■ **WHAT IS EXPECTED**
Copy out only the rows below between the line holding "instance of crenellated" and the line holding "528, 67, 531, 100", inclusive. Keep every request line unchanged, and shift each bounding-box coordinate in the answers by adding 128 to it.

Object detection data

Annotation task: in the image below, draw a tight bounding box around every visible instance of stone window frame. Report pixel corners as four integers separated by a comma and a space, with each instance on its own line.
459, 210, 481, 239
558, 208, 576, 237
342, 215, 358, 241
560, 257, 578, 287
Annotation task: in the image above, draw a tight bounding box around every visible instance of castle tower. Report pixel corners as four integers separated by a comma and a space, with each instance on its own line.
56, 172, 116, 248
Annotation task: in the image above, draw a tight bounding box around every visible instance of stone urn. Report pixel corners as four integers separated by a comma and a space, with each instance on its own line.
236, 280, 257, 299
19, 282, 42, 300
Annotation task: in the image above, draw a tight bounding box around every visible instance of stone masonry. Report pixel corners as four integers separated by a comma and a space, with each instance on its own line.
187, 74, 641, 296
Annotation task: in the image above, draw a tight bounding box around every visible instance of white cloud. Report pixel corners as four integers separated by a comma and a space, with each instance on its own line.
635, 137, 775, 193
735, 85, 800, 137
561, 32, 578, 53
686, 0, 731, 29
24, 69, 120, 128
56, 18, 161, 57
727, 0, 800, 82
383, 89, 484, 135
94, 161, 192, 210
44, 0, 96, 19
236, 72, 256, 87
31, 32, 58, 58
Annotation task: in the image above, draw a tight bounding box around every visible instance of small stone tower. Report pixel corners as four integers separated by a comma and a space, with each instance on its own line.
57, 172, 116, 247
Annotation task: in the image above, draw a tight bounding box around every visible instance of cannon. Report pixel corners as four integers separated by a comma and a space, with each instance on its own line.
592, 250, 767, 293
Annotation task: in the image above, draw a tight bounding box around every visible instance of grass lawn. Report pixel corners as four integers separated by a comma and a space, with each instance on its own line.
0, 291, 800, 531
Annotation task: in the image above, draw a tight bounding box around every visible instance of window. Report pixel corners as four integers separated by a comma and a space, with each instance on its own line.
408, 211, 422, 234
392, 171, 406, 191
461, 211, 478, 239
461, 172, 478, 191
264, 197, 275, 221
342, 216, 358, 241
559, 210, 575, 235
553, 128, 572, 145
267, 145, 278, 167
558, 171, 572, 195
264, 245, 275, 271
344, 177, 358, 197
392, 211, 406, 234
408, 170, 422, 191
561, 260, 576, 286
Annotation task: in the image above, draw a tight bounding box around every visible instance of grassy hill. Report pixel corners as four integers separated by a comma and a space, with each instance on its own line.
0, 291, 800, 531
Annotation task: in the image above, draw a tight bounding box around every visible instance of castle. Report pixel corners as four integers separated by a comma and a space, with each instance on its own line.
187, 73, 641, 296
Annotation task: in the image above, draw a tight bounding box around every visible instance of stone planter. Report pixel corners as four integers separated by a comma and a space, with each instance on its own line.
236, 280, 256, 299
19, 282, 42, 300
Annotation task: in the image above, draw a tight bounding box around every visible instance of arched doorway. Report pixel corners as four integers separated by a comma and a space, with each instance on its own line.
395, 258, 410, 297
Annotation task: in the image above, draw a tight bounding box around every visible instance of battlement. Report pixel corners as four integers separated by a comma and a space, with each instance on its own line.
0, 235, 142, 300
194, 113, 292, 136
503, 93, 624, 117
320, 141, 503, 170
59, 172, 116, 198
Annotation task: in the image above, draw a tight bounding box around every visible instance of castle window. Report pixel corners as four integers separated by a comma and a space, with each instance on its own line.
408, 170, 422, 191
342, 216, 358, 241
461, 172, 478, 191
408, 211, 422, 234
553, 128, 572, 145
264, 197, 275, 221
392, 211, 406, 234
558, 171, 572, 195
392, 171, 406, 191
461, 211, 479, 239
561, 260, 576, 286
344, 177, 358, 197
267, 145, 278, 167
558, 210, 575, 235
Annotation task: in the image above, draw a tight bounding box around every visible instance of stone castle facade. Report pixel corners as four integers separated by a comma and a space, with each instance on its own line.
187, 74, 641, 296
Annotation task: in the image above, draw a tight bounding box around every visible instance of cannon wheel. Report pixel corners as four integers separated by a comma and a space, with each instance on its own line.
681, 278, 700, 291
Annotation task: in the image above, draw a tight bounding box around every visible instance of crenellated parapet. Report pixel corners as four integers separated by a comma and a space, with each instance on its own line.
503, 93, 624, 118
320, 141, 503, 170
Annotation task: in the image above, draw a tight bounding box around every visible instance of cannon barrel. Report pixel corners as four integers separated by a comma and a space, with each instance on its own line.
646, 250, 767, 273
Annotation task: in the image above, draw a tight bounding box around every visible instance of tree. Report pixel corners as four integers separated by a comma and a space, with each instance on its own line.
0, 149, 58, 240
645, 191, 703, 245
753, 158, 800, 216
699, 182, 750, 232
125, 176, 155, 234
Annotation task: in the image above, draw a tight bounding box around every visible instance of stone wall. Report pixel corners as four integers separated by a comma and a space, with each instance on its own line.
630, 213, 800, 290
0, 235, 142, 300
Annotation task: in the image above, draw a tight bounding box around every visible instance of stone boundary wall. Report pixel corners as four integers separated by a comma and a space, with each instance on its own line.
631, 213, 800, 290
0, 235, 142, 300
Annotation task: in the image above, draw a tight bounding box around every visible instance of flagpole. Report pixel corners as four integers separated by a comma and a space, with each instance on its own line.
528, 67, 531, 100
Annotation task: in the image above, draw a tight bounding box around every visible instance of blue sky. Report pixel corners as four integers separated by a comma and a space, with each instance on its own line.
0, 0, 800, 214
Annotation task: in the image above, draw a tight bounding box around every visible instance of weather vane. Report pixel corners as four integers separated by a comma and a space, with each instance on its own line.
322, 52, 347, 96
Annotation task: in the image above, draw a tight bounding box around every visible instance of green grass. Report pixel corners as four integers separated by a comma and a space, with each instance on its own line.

■ **SOLUTION TO THE PROBLEM**
Annotation task: in the image above, draw a tight bounding box around every visible instance of crenellated parapet. Report pixel corners as four integers separated by a comma and a space, with each instance on its own line.
631, 221, 752, 246
448, 269, 631, 298
Annotation task: in the image above, draw a tight bounding box around every visible instance of cannon barrel. Report pixel corners as four integers separated by a comma and a space, with each instance on its own line.
774, 378, 895, 401
Annotation task: in the image above, draw a tight bounding box around every visible instance of tree. Report pixel corners as four integers separated by a comma and a space, with each instance on its own line.
128, 277, 186, 368
773, 319, 831, 373
881, 286, 928, 344
827, 310, 878, 360
253, 304, 283, 362
Annotation task: in the image above, draw a tight bounding box around every visible instance of stone wall. Report pixel corners as four integers separated by a comma and a space, with each instance on its own line.
758, 341, 928, 418
128, 363, 270, 428
Annotation task: in the image above, draw a tight bounding box around every visible instance of stone boundary wall. Report pixel corners as four integers separated by a comma and a space, with each instance on its own line.
759, 341, 928, 418
128, 363, 270, 428
Annotation task: in the image above, draw a tight bounding box around every visible instance of flagpole. Report pixel corners as four integers separated by a comma and a space, with each instance on its own line.
656, 195, 659, 228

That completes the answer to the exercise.